*Tarea planteada 1*
Responde según el texto sobre la permanencia:
(a) ¿En qué se rompe la ola antes de volverse silencio?
(b) ¿Dónde tallamos promesas?
(c) ¿Qué es la permanencia, según el texto?
*Tarea planteada 2*
Prolonga el texto sobre la permanencia a partir de su última oración, con el mismo registro.

*Documento*
········

Gerardo Javier Garza Cabello

Actualizado: hace 22 horas


El temblor de un instante, la ola se rompe en ecos hasta volverse silencio y nos aferramos a breves fragmentos que deseamos convertir en eternidad. Levantamos monumentos para sobrevivir a nuestro aliento, tallamos promesas en el aire y fingimos que el viento no las esparcirá. Pero la permanencia es un delirio ingenuo, un faro que pintamos sobre la niebla cambiante. Anhelamos anclas, pero nos ahogamos en el peso de sus ilusiones.

········

*Extracto de datos*
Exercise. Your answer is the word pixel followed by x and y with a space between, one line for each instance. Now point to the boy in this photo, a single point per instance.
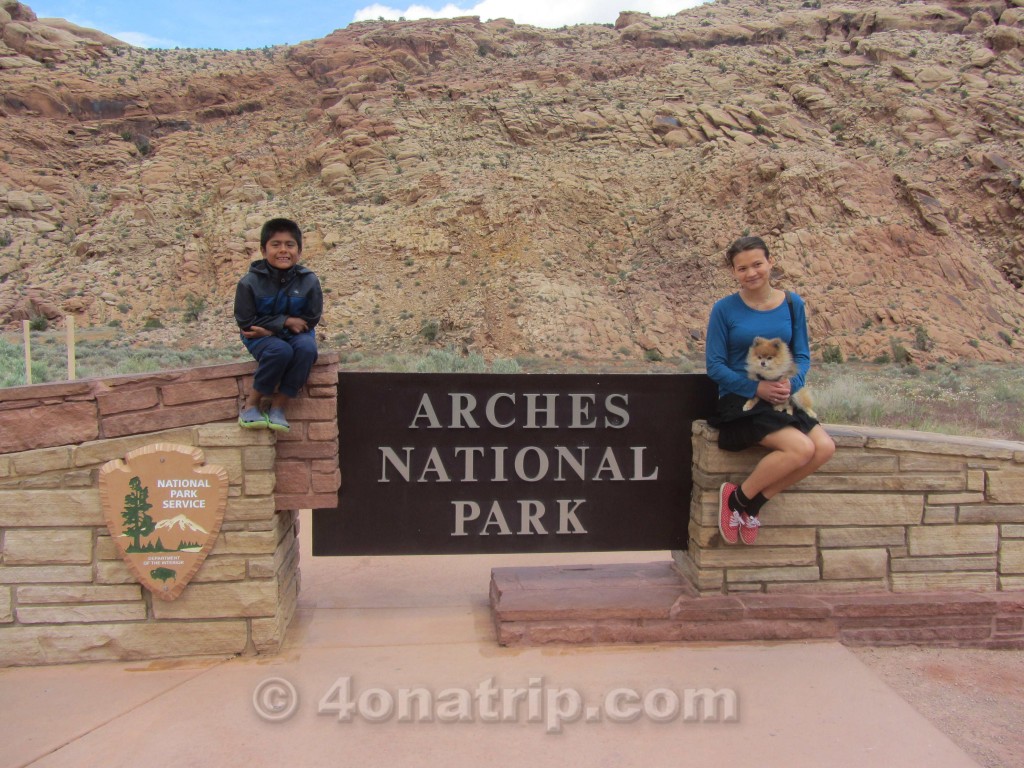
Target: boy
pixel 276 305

········

*Respuesta 1*
(a) En ecos.
(b) En el aire.
(c) Un delirio ingenuo, un faro que pintamos sobre la niebla cambiante.

*Respuesta 2*
Somos arquitectos de arena, componiendo sinfonías para la marea. Nuestras manos moldean ciudades, amores, legados; tan fugaces como el aliento sobre el cristal. Y, sin embargo, nos duele creer que nuestros puentes se derrumbarán, que el jardín que sembramos en abril no recordará nuestro nombre en diciembre. Porque la tierra olvida. Las estaciones deshacen las huellas. Y nos engaña nuestra arrogancia: esos instantes mágicos en los que tatuamos nuestro nombre serán recuerdo al amanecer y olvido unas lunas después.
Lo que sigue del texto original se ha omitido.